» WORK ITEM
Apart from the pictures, every entry should be reproduced exactly.

*** TASK INPUT

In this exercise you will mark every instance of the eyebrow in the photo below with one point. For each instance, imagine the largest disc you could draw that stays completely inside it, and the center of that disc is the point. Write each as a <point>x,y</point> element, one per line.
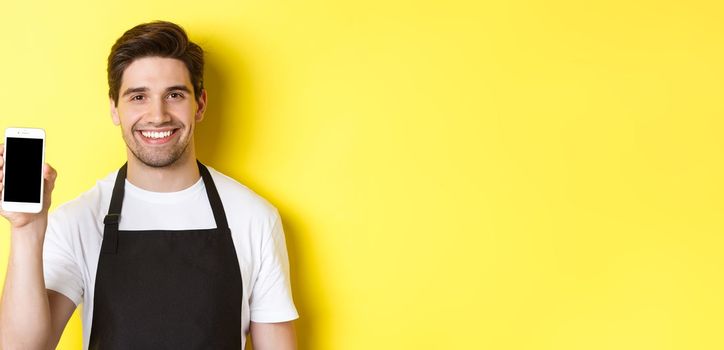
<point>145,89</point>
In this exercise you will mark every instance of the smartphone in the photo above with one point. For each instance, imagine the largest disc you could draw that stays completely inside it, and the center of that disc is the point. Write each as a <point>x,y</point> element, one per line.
<point>23,170</point>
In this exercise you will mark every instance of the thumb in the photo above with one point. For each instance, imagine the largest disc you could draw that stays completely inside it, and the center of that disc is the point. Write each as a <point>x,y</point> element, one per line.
<point>49,174</point>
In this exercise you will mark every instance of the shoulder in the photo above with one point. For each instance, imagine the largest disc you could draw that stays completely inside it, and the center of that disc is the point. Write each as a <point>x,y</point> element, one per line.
<point>89,205</point>
<point>242,201</point>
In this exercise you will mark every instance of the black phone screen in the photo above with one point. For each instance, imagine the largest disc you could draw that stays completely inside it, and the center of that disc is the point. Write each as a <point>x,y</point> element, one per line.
<point>23,169</point>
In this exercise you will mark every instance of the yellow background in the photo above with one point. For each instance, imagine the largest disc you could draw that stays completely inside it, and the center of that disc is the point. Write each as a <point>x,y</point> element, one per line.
<point>451,174</point>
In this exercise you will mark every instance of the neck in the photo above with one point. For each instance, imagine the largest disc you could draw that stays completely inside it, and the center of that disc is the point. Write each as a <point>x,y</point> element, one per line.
<point>182,174</point>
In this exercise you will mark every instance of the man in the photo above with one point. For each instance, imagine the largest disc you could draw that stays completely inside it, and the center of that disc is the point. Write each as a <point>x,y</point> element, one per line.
<point>164,253</point>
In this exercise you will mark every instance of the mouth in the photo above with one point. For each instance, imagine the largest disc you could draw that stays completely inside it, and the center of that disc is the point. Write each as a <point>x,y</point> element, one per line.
<point>156,137</point>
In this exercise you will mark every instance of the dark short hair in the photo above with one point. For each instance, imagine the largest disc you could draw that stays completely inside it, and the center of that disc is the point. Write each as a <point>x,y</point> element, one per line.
<point>154,39</point>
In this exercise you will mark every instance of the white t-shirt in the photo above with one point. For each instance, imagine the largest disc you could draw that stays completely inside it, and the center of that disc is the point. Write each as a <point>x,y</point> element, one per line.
<point>75,232</point>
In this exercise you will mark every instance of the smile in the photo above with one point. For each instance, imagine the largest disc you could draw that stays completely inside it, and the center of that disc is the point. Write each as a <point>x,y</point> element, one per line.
<point>156,136</point>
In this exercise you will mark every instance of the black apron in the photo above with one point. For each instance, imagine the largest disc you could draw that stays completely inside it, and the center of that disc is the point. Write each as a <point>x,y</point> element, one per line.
<point>162,289</point>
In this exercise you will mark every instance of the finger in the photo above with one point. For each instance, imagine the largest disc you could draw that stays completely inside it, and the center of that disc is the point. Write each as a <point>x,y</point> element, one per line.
<point>49,174</point>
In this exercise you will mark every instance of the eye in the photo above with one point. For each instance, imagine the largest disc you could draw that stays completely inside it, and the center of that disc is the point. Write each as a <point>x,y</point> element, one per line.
<point>175,95</point>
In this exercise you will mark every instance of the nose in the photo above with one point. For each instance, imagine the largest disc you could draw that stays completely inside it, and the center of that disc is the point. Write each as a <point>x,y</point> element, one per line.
<point>158,113</point>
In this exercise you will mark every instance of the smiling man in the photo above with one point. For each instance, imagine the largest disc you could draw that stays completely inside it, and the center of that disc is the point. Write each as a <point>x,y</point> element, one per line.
<point>164,253</point>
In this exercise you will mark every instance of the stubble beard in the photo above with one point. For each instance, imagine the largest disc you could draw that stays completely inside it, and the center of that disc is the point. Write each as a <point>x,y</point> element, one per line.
<point>156,158</point>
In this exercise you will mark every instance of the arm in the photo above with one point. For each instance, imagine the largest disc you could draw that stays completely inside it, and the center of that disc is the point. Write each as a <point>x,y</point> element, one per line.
<point>273,336</point>
<point>30,316</point>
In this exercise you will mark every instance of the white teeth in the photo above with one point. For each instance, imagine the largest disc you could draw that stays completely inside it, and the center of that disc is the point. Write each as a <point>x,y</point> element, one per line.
<point>156,134</point>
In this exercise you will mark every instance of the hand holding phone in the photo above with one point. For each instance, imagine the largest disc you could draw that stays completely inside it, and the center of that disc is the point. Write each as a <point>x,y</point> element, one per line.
<point>25,181</point>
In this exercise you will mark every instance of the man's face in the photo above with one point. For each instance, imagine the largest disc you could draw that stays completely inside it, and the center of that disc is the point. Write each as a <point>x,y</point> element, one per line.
<point>157,110</point>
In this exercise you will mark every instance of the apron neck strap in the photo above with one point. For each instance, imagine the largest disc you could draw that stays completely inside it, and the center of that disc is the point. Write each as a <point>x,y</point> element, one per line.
<point>113,218</point>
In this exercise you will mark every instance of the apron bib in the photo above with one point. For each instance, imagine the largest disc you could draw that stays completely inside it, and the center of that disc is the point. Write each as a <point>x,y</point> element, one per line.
<point>163,289</point>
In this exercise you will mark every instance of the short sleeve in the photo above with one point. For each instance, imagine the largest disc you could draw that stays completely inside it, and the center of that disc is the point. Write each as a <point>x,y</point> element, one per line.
<point>60,268</point>
<point>271,298</point>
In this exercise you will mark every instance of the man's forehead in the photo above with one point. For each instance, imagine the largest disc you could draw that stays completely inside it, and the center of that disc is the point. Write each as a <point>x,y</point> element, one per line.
<point>155,73</point>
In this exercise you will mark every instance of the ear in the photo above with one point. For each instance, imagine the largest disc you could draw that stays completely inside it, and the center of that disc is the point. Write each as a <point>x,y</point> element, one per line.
<point>201,102</point>
<point>114,112</point>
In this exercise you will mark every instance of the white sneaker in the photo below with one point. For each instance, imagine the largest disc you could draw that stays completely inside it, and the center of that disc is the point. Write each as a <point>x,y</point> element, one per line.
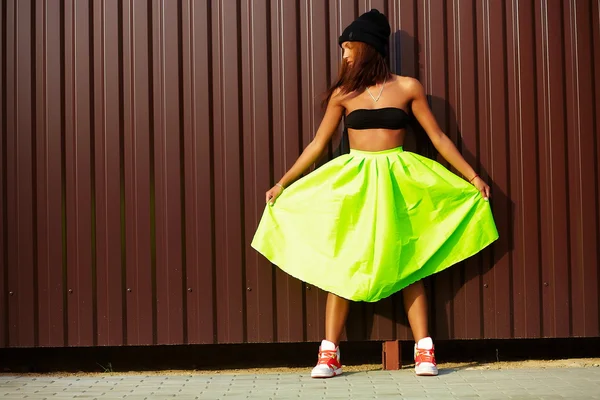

******

» SOLVED PROBLEM
In this exercise you will mark every instance of the eyebrow in the photo below with one point. For each instance, imagine the largest disc you could draw that stays completely inside it, and the center of that disc is the point. Write each as a <point>x,y</point> element, one per line.
<point>145,89</point>
In this exercise you will mark every instance of the smartphone in the photo above with one point. For each instance, imagine the largest disc you could draw that stays completely inside it, and the center of that disc is the point. Write each as a <point>x,y</point> element, one per line.
<point>23,170</point>
In this exercise you will mark every instance of the thumb in the photo above with one point. For each instance, imagine the largest disc you could draw that stays completely inside it, and the center of that disc is the point. Write each as a <point>x,y</point> element, one per line.
<point>49,174</point>
In this exercise you will mark every instance of the shoulder in the photo above with one point. For each instance, imagine the largest disc you could draw that stays completely inside it, and the center of that disc is the point. Write each as a <point>x,y</point> element, one per line.
<point>89,205</point>
<point>242,201</point>
In this exercise you will mark every instance of the black phone screen in the photo above with one point. For each instance, imagine the largest disc you could draw that stays completely inside it, and the center of that disc is the point. Write each as a <point>x,y</point> element, one per line.
<point>23,169</point>
In this exercise you will mark every instance of the yellow background in the photo above with one point. For each instance, imagine the largest disc you could draw that stays completely inside it, and the center of that disc is the point. Write each as a <point>x,y</point> element, one per line.
<point>451,174</point>
In this exercise you will mark every instance of the neck in the photo above with one point. For each instance, imagine the largest disc you could draw that stays completely inside it, and the center of that disc is the point. Write each as a <point>x,y</point> element, one per line.
<point>182,174</point>
In this exercise you will mark every instance of the man in the photo above with one point. For each instance, imagine the largest disc you could draw that stays completely inside it, and the center of that disc is the point. Write each as a <point>x,y</point> element, one per line.
<point>164,253</point>
In this exercise you will mark every instance of the mouth in the photo above with one point. For each instance, imagine the largest disc you could draw that stays completely inside it, and the center of that disc is the point. Write each as a <point>x,y</point> element, one per line.
<point>156,137</point>
In this exercise you will mark every instance of the dark short hair in the photo above with one point. For each instance, imagine the largest disc you could draw that stays completely inside it, and the center of that disc is the point. Write each as a <point>x,y</point> element, one per line.
<point>154,39</point>
In this exercise you will mark every instance of the white t-shirt in the photo above with one point. For each instance, imagine the largest disc you could draw that stays completely inside it, and the center of that disc is the point. Write each as a <point>x,y</point> element, one per line.
<point>75,232</point>
In this exercise you will mark every instance of the smile in the photo above with one point. For each instance, imagine the largest disc you could draw that stays completely inside it, and the center of that disc is the point. Write each as a <point>x,y</point> element, one per line.
<point>156,136</point>
In this exercise you will mark every instance of the black apron in the photo above with one point. For each instance, imagine the largest disc you could draw that stays completely inside it, and the center of that disc is the point. Write each as a <point>x,y</point> element, one per line.
<point>162,289</point>
In this exercise you will mark every instance of the finger in the photo above with one point. For each instance, imagine the largest disc you could draw that stays completely inside it, and the center of that disc is the point. Write each as a <point>x,y</point> element, one per line.
<point>49,174</point>
In this exercise you will mark every instance of the eye in the photo above with one point. For each instance, imagine the largest disc you could draw that stays completely inside it, and the center of that disc is the point. Write each as a <point>x,y</point> element, one per line.
<point>175,95</point>
In this exercise you will mark every instance of the nose in the photo above with one point. For each instance, imagine the largest disc you could draw that stays completely inside it, and the center of that disc is the point. Write each as a <point>x,y</point> element, one per line.
<point>158,113</point>
In this exercise you will mark every instance of the smiling man in the photo above with one point. For each instance, imagine the largest disc you could draw that stays completely inside it, and the center of that disc is the point. Write each as a <point>x,y</point> element, one per line.
<point>164,253</point>
In this exercise you will mark every instance of the stubble beard in the photo above with one point. For each instance, imagine the largest disc you could draw that stays completely inside it, and the center of that disc is the point. Write each as a <point>x,y</point> element, one per line.
<point>156,158</point>
In this exercise you will mark every instance of the arm in the photo above with one point. For each instance, imagine the largest disc you could draw that stays completely inside it, and the center of that disc is the point. Write each as a <point>x,y</point> element, one per line.
<point>273,336</point>
<point>30,316</point>
In this exercise you will mark every instance of the white teeth in the photo above with one point. For each instance, imagine the largest disc you could draw that stays completely inside it, and the center of that disc is the point. Write each as a <point>x,y</point> element, one per line.
<point>156,134</point>
In this exercise you will mark every instance of the hand holding phone in the photo above with one point. For each instance, imagine the largest disc you could draw that stays completely inside it, and the center of that disc is the point. Write each as a <point>x,y</point> element, one per line.
<point>25,181</point>
In this exercise you will mark every instance of the man's face in the photo above with one point. For each instance, imagine the largest disc you could draw that stays completely inside it, and the center of that disc is the point. Write each as a <point>x,y</point> element, one per line.
<point>157,110</point>
In this exercise you will mark every instance of the apron neck strap in the photo above with one point. For each instance, imagine the largest disc you could draw that stays completely inside it, and the center of that disc is the point. Write each as a <point>x,y</point> element, one per line.
<point>113,218</point>
In this exercise you will mark every instance of the apron bib in the photo above with one point. For each instance, imagine the largest disc you could draw that stays completely inside it, and the center of that disc is the point. Write each as a <point>x,y</point> element, one per line.
<point>163,289</point>
In this exercise you will mark every instance of the short sleeve in the photo above with one point. For each instance, imagine the largest disc you could draw that stays completely inside it, and the center of that disc is the point. Write each as a <point>x,y</point> element, one per line.
<point>60,268</point>
<point>271,298</point>
In this exercise you will mark every instance of the man's forehead in the photo above with one point. For each instance, imagine the largest disc you could draw that stays completely inside it, and the center of that disc is the point. Write each as a <point>x,y</point> element, one per line.
<point>155,73</point>
In this exercise you will mark every instance of the ear in the photo above with one point. For each instance, imagine the largest disc you could draw that stays completely inside it, and the center of that disc is the point. Write each as a <point>x,y</point> element, one per line.
<point>201,102</point>
<point>114,112</point>
In this exercise you will mark every instance of the white sneaker in the photo below with one point. For each instance, imagine the largest disc you could draw that stays completely inside it, and the center of that disc is the point. Write each as a <point>x,y</point> element, one per line.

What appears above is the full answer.